> EXERCISE GOAL
Scale the records that start with the line containing "is the whole" and continue through the line containing "top-left (199, 1), bottom-right (234, 33)", including both of those lines. Rewrite only these lines, with the requests unchanged, and multiply every box coordinate in the answers by 1.45, rounding each result to a whole number with halves rounded up.

----------

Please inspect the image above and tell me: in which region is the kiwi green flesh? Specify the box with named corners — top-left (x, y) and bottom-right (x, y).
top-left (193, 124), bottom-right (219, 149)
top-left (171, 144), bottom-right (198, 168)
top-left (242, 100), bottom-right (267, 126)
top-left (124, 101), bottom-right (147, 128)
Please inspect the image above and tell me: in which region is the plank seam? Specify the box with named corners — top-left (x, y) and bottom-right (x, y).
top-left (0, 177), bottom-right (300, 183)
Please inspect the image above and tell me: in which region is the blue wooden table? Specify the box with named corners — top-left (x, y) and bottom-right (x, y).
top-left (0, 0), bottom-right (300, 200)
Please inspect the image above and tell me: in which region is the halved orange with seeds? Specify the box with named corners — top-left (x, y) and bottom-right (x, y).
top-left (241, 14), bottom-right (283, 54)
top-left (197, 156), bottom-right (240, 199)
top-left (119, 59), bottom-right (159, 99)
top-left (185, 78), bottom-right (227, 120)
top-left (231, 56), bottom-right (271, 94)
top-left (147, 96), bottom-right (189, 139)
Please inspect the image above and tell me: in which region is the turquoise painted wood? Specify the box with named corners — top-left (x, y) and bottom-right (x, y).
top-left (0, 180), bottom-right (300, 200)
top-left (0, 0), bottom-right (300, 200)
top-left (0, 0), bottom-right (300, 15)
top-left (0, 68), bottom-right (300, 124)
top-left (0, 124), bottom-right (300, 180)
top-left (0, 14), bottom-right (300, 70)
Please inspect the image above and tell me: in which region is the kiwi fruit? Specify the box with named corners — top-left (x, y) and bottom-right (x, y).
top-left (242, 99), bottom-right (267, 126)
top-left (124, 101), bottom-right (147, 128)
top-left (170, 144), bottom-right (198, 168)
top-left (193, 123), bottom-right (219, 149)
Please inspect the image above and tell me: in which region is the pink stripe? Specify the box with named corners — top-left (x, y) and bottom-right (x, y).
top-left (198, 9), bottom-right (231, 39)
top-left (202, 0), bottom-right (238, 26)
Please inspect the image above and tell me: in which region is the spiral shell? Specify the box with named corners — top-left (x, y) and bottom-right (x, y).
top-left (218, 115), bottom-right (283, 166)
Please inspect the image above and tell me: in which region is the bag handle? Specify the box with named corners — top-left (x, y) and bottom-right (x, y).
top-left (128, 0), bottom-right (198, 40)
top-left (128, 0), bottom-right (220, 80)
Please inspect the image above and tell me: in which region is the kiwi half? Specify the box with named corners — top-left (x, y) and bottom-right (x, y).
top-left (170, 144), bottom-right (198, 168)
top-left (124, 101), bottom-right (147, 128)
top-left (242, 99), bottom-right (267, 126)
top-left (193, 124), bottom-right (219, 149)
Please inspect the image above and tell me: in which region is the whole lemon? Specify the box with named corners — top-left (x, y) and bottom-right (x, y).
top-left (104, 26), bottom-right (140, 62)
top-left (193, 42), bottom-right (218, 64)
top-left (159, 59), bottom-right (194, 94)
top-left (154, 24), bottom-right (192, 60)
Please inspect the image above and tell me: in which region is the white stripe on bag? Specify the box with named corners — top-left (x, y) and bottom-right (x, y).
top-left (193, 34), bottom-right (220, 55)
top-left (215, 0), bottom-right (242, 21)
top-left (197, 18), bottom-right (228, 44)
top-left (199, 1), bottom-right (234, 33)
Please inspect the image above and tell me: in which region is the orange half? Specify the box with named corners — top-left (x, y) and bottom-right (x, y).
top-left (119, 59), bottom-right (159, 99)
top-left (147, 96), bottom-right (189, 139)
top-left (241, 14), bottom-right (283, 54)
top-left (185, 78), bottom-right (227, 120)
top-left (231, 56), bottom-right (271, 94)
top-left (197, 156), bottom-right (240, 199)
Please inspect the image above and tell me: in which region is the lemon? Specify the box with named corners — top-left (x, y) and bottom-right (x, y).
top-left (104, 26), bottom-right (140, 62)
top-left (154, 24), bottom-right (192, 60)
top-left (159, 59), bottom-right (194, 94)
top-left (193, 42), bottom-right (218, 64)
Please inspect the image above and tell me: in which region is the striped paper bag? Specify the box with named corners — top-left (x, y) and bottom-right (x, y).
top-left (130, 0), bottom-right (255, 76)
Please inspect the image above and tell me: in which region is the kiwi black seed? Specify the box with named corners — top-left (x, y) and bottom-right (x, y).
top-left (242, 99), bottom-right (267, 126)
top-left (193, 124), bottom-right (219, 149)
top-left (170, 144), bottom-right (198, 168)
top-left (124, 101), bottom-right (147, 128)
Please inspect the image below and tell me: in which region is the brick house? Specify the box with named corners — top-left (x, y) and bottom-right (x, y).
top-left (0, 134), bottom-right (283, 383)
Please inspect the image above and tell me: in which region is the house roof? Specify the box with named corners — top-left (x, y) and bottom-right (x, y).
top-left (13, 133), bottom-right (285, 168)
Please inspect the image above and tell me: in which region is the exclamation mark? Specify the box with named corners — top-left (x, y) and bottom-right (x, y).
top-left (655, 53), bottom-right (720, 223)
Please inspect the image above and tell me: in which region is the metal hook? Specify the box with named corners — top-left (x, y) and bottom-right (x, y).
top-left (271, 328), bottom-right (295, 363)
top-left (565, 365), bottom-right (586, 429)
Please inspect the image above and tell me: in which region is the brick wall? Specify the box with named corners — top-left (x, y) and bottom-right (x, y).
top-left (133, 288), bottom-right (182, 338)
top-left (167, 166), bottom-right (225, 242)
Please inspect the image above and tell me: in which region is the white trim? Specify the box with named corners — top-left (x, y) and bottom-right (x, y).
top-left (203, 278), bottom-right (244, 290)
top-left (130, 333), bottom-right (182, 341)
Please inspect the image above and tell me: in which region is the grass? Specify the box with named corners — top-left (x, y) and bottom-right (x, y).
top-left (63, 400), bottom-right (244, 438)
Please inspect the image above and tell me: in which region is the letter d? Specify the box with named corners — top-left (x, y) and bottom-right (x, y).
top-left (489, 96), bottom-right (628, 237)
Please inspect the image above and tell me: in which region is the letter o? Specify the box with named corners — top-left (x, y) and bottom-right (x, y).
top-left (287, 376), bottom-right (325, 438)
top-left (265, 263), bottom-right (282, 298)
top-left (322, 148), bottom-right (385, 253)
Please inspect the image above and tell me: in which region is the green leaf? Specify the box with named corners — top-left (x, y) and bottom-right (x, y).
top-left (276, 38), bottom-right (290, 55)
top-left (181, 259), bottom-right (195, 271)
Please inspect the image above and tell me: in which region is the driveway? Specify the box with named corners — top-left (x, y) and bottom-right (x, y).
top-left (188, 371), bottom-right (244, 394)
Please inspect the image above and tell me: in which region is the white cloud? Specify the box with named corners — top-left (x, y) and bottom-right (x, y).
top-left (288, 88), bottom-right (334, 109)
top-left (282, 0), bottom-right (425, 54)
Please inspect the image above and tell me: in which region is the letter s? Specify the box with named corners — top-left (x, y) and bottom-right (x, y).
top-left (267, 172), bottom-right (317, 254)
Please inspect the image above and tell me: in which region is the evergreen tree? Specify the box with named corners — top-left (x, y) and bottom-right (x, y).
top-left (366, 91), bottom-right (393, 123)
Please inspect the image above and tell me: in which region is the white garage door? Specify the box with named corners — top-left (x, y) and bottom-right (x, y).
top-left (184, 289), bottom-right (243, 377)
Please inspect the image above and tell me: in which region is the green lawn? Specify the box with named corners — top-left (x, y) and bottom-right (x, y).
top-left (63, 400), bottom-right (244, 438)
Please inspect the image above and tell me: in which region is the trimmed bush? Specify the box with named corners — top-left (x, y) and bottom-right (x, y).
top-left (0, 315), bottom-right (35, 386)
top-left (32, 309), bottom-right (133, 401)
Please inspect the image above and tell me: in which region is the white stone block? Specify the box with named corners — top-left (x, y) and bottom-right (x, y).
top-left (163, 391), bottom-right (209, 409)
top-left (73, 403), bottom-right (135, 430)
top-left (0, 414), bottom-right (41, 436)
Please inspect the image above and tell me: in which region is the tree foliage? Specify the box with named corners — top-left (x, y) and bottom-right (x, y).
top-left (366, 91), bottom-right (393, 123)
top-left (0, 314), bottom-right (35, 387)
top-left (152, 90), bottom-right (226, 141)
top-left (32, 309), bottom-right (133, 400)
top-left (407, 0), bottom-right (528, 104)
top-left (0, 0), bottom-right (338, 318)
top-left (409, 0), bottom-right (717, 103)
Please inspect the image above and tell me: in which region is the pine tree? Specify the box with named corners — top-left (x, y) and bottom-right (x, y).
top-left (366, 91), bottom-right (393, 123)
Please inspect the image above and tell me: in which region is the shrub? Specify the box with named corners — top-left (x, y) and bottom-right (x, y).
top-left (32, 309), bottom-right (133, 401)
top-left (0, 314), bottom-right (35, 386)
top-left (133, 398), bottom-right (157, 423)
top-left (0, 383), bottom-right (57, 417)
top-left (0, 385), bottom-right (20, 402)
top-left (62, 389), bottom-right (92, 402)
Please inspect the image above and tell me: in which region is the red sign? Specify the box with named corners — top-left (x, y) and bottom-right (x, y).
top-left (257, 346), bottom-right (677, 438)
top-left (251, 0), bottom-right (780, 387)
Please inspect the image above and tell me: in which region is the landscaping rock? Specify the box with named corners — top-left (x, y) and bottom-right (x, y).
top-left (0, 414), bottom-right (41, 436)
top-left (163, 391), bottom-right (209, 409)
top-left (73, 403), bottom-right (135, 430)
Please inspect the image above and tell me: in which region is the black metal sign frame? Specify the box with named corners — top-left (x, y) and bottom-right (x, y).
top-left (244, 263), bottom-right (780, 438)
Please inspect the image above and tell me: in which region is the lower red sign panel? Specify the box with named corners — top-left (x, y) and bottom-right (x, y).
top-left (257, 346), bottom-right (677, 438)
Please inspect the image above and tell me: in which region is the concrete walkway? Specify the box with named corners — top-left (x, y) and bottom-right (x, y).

----------

> ANSWER TO THIS PROBLEM
Please inspect the image above and tell me: in which region is the whole lemon? Specify the box with named corners — top-left (x, y) and bottom-right (x, y).
top-left (151, 38), bottom-right (203, 90)
top-left (280, 61), bottom-right (316, 93)
top-left (231, 86), bottom-right (281, 136)
top-left (223, 35), bottom-right (278, 87)
Please inspect the image above and tell me: in which region is the white stripe on bag? Specify the box with named corners — top-left (x, y) and bottom-right (x, y).
top-left (280, 49), bottom-right (319, 80)
top-left (312, 0), bottom-right (351, 30)
top-left (286, 26), bottom-right (331, 64)
top-left (289, 1), bottom-right (339, 48)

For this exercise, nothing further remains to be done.